== Actions to take ==
1. In the passage on the name John, what does the Finnish name Toivo mean?
2. Which planetary events does the passage on the name John mention? List every one.
3. Retype the passage on the name John from "He is also John, named" up to and including "living from writing.".

== Provided passage ==
****

These past forty days, approaching fifty, since younger brother’s birthday, it’s still a maddening puzzle of piecing together odd moments here and there: door blown open twice in the night with name Georgia on mind in morning, an attic cover inexplicably dislodged, the missing date and time of a shouting dream (especially as a light and forgetful dreamer). But even with only sketchy pieces, one thing comes to focus which has always been true about his birthday, only now surfacing to personal notice: his nativity is fifty days before the feast of nativity of St. John the Baptist, which this year in Pacific Time ends with Venus station direct and Neptune newly retrograde.
He is also John, named for a grandfather’s brother, who was known by the middle name John, but whose first name was Toivo, an old Finnish name (first documented use in 15th century) meaning hope. There’s a well-known writer by that name who admired Jack (born John) London’s work. Toivo Pekkanen broke out of his own working class roots and made his living from writing.
As this Mercury station retrograde day wanes, it ends filled by the name John: husband in passing mentions for the first time a nickname only his father called him, one with an Irish lilt from the elder John to his middle son and namesake John, and the same name husband passed on to his own son.

****

== Dataset content ==
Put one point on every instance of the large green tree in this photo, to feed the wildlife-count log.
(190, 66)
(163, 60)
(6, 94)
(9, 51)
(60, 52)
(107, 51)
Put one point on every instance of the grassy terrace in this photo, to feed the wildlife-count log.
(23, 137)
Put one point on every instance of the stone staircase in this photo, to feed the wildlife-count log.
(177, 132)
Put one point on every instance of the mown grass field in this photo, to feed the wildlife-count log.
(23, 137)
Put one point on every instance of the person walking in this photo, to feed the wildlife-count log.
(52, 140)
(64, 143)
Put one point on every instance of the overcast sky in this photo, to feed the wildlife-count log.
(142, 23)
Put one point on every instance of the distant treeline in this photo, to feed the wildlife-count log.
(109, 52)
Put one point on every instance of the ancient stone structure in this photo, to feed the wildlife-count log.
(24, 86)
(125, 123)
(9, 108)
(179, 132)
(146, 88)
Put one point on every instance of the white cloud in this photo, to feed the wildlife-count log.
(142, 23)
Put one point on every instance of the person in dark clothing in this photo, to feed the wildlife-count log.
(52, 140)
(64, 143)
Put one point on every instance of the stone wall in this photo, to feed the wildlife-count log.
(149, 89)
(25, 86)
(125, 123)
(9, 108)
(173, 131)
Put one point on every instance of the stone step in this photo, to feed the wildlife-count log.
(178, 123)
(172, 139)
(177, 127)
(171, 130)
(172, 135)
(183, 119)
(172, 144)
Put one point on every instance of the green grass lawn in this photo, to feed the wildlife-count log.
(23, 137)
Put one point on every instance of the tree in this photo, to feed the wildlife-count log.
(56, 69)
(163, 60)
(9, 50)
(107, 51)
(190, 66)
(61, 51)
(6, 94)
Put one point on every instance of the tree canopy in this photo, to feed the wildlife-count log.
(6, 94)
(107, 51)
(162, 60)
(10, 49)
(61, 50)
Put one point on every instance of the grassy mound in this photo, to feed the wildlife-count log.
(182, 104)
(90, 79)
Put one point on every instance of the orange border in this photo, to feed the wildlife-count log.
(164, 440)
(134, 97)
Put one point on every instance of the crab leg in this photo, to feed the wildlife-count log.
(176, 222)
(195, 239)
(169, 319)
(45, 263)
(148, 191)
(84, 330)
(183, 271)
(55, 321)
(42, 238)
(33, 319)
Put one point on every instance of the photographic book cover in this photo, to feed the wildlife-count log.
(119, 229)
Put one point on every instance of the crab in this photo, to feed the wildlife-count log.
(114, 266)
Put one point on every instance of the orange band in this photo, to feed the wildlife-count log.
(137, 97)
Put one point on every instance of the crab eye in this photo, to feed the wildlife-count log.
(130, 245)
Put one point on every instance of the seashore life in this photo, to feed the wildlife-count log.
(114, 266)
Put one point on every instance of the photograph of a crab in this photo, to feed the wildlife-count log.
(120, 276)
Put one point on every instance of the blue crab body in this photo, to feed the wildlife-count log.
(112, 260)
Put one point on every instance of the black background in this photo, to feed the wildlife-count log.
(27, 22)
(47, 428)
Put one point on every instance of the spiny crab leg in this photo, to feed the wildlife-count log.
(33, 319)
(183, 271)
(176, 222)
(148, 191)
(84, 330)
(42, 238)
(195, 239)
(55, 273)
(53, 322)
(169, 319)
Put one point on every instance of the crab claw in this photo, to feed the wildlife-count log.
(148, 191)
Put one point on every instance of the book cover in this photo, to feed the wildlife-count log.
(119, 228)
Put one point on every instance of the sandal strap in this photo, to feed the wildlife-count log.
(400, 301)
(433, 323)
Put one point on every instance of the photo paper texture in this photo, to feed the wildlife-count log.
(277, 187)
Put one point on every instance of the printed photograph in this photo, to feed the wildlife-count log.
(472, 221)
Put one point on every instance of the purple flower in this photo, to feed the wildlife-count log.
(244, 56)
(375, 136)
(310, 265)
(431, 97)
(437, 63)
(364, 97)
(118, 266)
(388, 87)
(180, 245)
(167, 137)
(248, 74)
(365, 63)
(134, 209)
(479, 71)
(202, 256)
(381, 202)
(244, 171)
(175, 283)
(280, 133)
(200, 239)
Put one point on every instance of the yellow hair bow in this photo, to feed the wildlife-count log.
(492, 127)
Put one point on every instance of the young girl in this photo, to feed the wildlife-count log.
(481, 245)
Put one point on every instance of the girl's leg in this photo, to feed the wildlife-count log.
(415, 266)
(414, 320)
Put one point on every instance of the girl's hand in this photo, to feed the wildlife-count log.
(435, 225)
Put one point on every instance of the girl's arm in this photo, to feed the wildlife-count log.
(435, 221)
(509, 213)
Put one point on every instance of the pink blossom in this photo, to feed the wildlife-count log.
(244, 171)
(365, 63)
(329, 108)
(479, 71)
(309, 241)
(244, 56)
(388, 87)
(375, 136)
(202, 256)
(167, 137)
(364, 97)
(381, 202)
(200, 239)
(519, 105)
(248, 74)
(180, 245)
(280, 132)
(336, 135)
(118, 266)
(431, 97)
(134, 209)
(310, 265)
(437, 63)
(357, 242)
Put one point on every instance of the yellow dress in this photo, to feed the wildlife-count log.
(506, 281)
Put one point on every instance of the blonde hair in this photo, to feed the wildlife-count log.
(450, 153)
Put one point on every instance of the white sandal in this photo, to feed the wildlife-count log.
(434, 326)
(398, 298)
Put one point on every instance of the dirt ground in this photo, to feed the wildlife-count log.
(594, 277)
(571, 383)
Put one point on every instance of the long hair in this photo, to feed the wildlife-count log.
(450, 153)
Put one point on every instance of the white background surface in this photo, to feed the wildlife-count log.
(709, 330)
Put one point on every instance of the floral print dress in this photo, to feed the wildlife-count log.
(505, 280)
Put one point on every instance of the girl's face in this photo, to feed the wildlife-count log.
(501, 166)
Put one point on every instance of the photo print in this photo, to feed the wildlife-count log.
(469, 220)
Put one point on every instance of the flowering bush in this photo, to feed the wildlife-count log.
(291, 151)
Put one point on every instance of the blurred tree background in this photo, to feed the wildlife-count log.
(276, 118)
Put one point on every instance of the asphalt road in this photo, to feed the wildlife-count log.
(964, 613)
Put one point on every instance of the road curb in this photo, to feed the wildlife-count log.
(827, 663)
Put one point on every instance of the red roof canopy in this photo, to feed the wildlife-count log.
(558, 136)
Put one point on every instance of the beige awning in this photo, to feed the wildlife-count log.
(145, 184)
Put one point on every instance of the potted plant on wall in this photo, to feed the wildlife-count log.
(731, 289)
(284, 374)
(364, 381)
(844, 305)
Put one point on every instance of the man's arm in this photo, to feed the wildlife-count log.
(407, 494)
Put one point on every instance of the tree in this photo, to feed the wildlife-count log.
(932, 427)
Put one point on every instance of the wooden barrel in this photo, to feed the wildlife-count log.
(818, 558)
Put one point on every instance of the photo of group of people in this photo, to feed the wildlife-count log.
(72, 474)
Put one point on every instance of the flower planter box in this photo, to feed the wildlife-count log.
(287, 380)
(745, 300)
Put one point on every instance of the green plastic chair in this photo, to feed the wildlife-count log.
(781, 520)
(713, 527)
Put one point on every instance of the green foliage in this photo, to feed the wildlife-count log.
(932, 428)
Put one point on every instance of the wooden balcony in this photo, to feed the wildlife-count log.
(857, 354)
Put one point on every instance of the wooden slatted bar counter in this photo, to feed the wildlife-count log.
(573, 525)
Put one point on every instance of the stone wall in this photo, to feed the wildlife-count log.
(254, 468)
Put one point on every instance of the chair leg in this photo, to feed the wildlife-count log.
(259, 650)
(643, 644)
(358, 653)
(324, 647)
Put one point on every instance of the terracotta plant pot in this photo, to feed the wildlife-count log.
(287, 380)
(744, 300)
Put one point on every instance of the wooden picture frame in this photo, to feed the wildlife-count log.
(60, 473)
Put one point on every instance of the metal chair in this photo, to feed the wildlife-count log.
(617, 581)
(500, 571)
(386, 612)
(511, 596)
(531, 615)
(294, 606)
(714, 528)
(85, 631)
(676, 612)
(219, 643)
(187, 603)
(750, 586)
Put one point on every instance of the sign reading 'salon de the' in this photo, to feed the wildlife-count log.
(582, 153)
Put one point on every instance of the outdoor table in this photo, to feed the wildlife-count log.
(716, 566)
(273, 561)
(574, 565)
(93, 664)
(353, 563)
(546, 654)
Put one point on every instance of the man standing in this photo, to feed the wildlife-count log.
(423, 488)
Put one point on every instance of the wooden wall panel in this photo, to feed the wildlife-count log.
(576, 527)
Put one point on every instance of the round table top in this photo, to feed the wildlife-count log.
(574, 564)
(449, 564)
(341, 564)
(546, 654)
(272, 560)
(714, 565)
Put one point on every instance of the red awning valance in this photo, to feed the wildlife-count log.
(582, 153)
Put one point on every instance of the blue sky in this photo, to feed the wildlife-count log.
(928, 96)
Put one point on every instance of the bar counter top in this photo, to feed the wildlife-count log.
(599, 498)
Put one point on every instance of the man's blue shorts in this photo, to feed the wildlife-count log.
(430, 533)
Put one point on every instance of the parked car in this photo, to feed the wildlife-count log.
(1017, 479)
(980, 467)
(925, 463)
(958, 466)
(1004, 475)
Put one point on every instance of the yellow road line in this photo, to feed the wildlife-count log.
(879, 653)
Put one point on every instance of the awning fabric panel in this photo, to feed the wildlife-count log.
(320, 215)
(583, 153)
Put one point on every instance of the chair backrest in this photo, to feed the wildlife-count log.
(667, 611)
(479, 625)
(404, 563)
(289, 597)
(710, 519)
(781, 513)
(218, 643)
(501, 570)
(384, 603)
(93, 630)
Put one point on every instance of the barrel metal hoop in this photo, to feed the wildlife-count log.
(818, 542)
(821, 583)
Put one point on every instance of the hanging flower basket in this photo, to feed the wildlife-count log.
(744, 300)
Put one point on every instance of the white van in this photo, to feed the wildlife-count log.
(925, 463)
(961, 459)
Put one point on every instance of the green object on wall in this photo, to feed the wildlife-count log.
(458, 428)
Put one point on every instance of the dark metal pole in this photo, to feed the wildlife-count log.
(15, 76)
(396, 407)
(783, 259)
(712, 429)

****

== Results by task ==
1. Hope.

2. Venus station direct, Neptune newly retrograde, and Mercury station retrograde.

3.
He is also John, named for a grandfather’s brother, who was known by the middle name John, but whose first name was Toivo, an old Finnish name (first documented use in 15th century) meaning hope. There’s a well-known writer by that name who admired Jack (born John) London’s work. Toivo Pekkanen broke out of his own working class roots and made his living from writing.